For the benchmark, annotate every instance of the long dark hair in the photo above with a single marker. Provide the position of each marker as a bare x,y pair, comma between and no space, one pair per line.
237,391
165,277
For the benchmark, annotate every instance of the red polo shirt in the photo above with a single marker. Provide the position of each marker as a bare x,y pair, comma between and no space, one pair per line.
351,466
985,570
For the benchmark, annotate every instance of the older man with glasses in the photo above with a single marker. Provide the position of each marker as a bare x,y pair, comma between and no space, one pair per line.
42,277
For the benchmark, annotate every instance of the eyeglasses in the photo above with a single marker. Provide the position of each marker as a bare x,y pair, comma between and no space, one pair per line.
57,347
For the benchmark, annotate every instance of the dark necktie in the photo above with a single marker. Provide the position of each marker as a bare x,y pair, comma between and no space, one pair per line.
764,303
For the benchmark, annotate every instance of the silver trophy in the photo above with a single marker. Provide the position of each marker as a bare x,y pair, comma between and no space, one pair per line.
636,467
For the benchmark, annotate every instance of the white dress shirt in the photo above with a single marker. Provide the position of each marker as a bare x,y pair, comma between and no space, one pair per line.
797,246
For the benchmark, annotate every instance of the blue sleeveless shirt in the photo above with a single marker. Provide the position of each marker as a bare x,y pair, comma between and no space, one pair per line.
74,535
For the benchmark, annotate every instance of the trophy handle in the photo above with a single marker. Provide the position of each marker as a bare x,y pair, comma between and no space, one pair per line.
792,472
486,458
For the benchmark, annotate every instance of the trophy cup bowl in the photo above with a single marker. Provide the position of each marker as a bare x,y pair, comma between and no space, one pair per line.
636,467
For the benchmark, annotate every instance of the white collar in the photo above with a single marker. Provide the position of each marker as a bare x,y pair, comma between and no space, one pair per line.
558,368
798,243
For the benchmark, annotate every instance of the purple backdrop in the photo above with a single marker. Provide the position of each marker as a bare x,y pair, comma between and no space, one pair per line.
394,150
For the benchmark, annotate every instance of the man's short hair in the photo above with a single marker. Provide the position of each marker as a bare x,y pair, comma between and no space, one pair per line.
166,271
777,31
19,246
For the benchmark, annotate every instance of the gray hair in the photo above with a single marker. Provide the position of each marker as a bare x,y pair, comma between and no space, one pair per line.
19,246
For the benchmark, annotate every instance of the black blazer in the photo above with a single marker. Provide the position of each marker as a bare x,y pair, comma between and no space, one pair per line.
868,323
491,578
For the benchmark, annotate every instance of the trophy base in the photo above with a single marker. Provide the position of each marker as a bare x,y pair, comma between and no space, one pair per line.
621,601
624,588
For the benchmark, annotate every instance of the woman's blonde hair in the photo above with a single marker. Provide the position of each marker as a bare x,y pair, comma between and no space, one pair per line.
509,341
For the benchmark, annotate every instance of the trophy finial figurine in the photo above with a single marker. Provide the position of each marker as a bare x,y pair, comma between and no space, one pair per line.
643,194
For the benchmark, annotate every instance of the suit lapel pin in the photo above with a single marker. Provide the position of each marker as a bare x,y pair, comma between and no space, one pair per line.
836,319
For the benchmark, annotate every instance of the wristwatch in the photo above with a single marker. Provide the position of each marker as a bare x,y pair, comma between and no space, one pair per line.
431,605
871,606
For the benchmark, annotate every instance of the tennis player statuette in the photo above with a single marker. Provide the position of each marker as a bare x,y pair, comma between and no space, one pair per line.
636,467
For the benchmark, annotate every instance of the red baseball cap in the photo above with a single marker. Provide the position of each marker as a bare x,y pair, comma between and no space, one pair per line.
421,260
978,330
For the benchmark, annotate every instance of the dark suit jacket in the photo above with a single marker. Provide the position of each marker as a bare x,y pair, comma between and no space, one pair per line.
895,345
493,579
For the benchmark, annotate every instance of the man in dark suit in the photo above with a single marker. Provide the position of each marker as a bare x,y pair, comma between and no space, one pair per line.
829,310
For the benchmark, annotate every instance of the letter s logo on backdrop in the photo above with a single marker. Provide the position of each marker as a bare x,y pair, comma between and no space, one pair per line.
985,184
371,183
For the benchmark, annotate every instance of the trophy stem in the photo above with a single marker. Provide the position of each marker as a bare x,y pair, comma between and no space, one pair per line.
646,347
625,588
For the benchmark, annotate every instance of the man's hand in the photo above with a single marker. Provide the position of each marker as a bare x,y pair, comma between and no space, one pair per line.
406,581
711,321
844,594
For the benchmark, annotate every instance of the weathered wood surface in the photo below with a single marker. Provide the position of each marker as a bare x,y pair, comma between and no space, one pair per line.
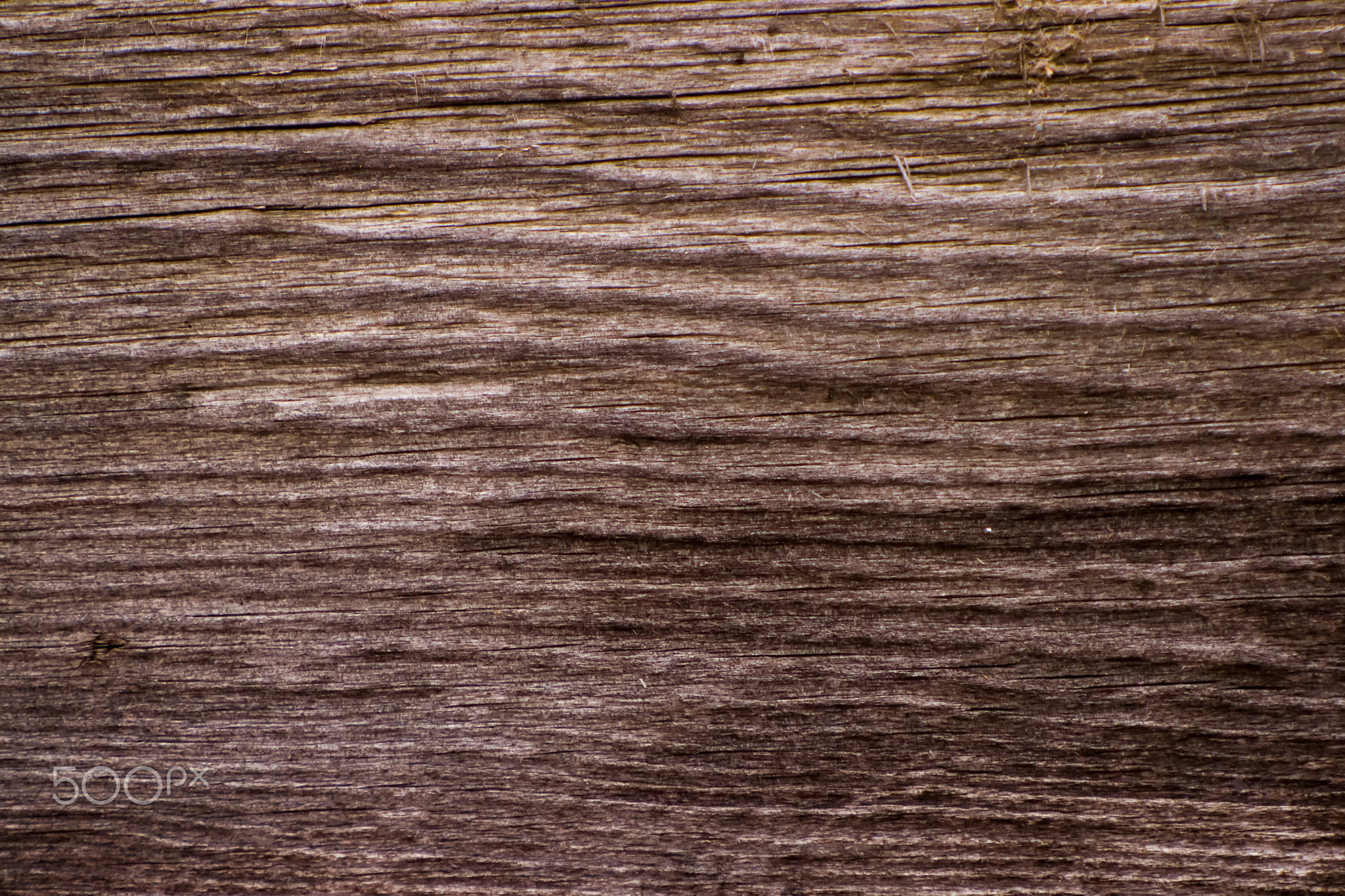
550,446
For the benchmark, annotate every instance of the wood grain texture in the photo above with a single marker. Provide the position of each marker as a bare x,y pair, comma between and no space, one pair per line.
674,448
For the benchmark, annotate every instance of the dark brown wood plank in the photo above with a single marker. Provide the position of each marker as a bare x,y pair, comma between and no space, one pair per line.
673,448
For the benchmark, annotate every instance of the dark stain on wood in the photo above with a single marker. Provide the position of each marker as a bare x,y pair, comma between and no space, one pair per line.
673,448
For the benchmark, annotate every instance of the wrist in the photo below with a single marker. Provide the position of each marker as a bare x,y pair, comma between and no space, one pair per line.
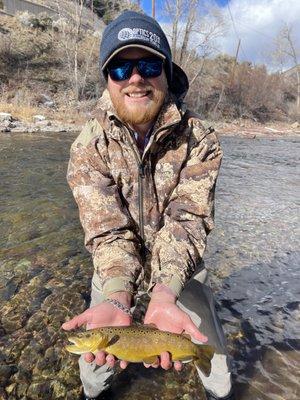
163,293
122,296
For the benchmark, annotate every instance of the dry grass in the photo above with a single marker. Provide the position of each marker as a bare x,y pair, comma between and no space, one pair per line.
21,112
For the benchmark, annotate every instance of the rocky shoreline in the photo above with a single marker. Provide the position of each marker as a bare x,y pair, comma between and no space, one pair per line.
243,128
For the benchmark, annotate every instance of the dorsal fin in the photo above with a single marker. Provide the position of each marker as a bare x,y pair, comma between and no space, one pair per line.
151,326
186,335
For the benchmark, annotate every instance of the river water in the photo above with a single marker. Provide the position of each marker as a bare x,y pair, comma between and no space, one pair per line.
253,255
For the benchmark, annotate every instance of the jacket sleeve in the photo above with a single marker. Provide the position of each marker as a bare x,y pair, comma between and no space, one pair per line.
108,227
188,218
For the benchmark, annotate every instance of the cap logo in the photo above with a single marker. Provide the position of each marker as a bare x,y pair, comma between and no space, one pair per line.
140,34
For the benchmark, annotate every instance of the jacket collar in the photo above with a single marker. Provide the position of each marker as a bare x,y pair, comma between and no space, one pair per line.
169,115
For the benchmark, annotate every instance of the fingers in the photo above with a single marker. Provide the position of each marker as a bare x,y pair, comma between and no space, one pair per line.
165,361
154,365
75,322
178,366
123,364
100,358
89,357
192,329
110,360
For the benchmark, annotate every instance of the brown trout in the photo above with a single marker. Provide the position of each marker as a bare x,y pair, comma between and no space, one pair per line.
142,344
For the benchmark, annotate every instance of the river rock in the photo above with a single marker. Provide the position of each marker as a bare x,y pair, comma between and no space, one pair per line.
38,118
5,117
295,125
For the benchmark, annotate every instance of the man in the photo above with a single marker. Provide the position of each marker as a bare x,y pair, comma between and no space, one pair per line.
143,174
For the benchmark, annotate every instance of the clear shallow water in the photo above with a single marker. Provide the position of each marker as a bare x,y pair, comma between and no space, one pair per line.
253,255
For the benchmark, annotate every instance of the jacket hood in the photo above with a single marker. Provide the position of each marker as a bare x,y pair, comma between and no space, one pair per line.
179,84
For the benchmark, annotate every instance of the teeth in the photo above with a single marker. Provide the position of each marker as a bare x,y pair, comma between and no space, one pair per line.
137,94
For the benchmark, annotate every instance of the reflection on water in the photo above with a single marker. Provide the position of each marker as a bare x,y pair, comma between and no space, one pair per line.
253,255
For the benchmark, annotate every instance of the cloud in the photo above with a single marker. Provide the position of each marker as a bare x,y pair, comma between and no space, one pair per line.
257,23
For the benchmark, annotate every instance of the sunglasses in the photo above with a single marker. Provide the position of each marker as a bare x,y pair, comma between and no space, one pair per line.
120,70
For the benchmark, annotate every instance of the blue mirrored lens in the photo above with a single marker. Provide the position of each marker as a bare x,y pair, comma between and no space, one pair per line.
120,71
147,68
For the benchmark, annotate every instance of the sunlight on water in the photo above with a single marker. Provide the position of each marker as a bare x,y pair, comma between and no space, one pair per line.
253,255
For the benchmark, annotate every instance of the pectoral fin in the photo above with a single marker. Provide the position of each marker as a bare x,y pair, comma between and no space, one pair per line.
203,361
150,360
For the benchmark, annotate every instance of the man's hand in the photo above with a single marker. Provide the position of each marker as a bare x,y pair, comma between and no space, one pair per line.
103,314
167,316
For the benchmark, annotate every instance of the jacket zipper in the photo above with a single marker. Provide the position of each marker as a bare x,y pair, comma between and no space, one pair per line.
141,176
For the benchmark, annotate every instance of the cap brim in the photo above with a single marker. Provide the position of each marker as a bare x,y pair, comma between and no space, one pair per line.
157,53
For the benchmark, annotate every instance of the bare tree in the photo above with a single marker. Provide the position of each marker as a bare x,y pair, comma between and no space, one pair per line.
287,52
72,28
195,27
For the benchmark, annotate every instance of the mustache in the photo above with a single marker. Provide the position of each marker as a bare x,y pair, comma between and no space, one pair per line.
139,87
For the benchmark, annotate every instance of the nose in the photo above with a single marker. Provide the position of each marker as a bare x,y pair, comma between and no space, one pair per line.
135,76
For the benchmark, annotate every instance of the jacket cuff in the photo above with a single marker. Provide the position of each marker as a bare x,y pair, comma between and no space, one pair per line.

^^^^^^^^

Find the line containing "For the benchmark, annotate every instance of the jacket zipper" in the material above. Print it and every line after it through the end, exactly and only those.

EXPECTED ANSWER >>
For the benchmark, annotate every instance of the jacket zipper in the photo above with a single marker. Provide the position of each marker as a bare x,y pair, comma between and no space, one pair per line.
141,176
For the benchmark, annotate every instance of the cap brim in the photo above with a single marker. Provide the position of each marker as a bare x,y pair, comma between and no space, one pair per line.
157,53
For the benchmark, annotate every instance of the bare tree in the photo above with a single marker. Provide the position of each marker as a bare x,y pair, comma between and no space, one pair per line.
287,52
72,28
195,27
For the benchmark, annotate every instance of the mustache in the photo above with a single marker. Provide the position of each marker as a bare x,y pair, comma between and no space, one pair per line.
139,87
For the benchmark, annotate every instance of the nose in the photo above with a single marker. Provide the position of each marker as a bare x,y pair, comma between and no space, one pair per line.
135,76
For the benchmark, annotate every instance of the jacket cuff in the photo above with a single marker. Provide the position of each marker as a bare x,y pair, comma between and no space, one pair per line.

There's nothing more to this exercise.